Tally the lines of the material that carry the word "under". Give no more than the number.

+---+

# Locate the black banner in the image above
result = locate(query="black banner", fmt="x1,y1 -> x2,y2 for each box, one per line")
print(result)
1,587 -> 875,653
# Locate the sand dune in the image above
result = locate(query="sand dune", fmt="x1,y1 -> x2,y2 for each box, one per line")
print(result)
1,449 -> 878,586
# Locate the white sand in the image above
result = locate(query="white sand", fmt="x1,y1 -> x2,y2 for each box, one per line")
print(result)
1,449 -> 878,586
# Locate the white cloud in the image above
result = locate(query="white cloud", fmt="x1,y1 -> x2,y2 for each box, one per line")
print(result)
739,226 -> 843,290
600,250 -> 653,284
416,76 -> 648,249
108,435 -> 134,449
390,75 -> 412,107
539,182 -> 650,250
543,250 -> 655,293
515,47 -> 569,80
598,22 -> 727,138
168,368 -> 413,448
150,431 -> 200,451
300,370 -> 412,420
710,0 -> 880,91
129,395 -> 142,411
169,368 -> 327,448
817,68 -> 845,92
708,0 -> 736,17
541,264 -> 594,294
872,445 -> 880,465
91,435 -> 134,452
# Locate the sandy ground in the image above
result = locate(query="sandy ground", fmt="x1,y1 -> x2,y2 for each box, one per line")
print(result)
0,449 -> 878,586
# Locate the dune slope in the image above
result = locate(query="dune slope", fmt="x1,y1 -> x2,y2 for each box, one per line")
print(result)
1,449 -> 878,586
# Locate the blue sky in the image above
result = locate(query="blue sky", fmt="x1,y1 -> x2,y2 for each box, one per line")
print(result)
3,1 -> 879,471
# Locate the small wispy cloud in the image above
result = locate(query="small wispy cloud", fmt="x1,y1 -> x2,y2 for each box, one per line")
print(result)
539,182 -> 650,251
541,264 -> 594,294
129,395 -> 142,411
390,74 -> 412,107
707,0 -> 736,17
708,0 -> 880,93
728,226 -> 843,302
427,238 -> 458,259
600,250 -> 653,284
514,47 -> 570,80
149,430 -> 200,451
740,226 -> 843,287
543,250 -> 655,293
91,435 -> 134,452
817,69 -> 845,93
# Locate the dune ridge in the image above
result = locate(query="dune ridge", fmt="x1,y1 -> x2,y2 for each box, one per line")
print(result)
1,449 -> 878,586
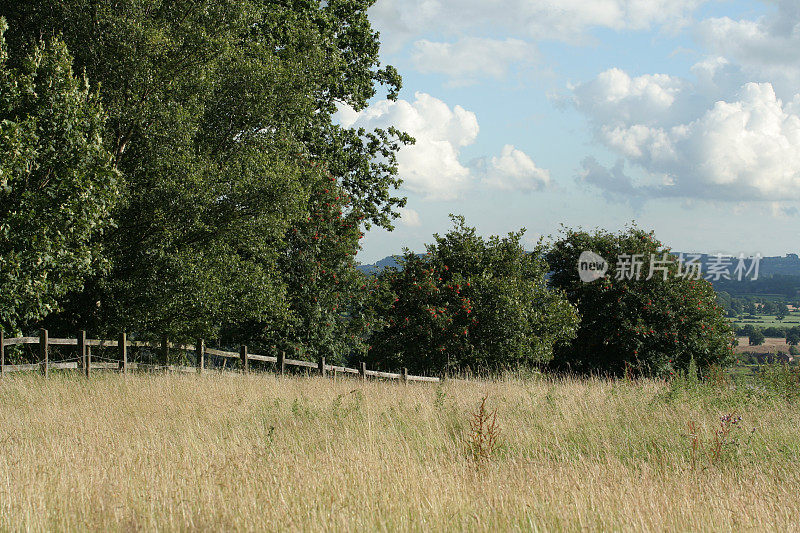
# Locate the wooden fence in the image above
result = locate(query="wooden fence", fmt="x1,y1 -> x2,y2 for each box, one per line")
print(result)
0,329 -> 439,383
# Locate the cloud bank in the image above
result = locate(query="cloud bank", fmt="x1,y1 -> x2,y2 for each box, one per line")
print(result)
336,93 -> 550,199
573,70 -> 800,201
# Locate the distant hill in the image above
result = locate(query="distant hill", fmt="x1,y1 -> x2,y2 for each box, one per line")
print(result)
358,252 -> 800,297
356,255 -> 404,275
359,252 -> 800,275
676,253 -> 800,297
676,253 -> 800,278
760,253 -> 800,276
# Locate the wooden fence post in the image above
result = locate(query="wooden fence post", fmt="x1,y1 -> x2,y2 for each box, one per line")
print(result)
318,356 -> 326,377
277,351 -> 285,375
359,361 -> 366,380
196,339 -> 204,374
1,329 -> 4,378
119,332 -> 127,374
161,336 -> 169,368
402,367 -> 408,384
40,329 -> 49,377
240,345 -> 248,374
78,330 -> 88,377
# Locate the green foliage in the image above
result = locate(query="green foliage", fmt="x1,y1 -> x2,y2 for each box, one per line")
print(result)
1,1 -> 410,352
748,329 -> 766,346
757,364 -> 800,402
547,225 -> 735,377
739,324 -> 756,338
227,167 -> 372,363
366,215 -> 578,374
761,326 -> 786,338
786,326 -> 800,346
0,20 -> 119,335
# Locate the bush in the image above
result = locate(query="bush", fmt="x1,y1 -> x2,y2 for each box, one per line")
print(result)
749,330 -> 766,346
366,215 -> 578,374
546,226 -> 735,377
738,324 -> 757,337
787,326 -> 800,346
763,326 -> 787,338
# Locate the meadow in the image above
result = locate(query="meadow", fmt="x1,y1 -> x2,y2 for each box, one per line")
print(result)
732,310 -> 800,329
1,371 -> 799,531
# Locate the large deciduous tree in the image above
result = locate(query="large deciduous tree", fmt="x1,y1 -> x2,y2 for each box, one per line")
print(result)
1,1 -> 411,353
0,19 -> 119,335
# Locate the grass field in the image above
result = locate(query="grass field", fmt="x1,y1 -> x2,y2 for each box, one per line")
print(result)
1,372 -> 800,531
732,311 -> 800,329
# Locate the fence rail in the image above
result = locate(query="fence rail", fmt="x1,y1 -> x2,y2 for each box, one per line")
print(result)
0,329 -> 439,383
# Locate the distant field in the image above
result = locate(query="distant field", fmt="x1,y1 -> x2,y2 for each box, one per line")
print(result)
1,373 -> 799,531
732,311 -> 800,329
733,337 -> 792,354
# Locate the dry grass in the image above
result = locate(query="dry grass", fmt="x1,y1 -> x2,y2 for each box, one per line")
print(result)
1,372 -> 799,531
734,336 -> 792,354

+---+

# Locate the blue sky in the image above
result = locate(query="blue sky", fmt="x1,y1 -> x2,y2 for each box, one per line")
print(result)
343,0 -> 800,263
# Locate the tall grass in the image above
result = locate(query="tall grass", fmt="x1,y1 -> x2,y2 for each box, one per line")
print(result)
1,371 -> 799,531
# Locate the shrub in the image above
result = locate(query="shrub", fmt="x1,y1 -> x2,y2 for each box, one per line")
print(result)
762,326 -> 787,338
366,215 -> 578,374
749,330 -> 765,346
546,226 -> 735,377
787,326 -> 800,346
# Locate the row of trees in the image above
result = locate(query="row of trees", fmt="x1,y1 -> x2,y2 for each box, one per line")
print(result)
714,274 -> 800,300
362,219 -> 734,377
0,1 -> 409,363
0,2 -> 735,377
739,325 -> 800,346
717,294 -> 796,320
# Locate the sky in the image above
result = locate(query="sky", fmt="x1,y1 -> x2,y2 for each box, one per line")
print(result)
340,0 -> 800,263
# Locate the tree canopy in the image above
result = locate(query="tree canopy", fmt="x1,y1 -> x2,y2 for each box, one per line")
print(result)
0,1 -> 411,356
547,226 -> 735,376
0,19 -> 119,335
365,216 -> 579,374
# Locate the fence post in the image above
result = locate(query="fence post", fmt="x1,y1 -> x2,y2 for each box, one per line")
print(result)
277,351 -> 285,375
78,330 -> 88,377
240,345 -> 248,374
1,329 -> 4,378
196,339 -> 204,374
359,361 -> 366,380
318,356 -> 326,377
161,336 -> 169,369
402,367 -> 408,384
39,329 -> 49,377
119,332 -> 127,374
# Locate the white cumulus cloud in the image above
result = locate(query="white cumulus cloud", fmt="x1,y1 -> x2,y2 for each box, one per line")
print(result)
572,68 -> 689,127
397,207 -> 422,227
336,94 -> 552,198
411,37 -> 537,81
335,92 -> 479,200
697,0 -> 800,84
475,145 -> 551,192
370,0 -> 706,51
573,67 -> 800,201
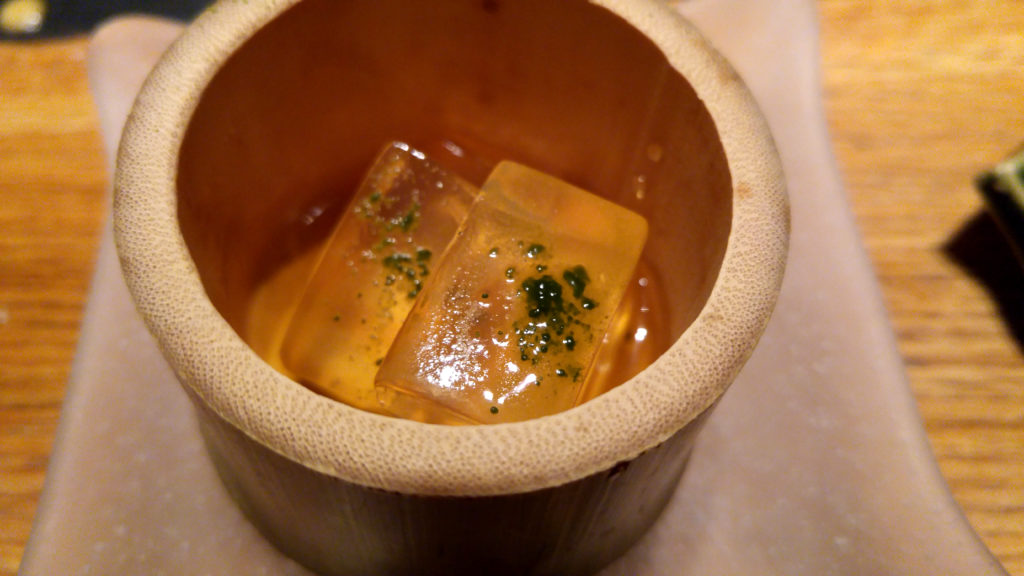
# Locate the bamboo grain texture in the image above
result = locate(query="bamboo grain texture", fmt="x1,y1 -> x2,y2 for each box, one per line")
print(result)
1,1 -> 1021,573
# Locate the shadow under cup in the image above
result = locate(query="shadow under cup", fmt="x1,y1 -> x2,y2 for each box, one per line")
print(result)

+---+

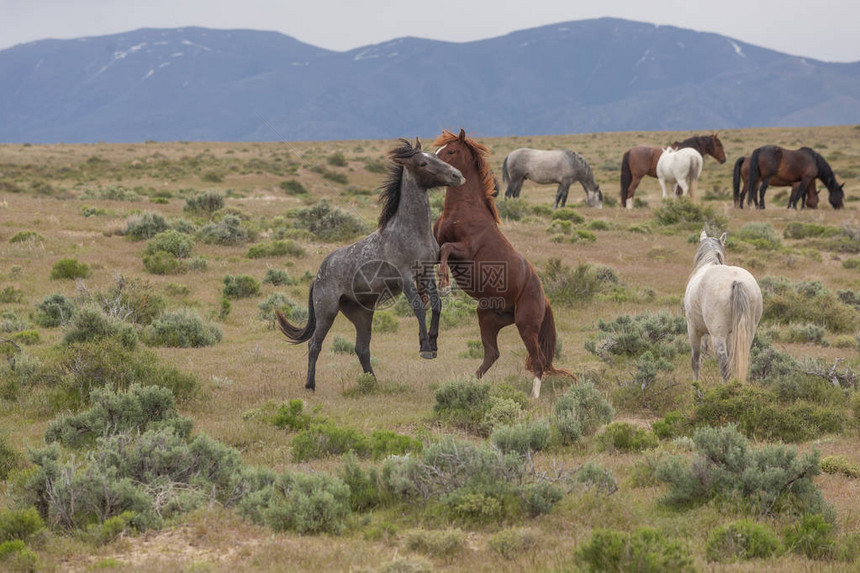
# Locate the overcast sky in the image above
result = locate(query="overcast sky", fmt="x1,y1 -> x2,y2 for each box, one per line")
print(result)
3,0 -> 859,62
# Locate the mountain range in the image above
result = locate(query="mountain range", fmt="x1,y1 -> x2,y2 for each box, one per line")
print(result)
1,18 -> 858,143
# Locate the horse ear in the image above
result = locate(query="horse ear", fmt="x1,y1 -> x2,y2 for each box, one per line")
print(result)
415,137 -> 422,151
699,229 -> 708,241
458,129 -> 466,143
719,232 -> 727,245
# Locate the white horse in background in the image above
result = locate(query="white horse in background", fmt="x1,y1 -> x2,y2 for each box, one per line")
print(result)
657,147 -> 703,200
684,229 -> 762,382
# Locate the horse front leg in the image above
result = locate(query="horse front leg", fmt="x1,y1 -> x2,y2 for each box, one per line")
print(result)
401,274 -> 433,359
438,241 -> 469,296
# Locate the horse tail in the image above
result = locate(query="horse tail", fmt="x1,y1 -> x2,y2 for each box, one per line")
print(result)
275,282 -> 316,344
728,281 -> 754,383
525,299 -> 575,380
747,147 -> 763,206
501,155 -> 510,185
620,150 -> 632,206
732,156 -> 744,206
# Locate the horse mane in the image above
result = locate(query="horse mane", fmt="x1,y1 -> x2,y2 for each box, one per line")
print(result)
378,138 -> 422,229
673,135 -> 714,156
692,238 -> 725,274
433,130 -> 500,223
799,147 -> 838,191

+---+

> Answer
2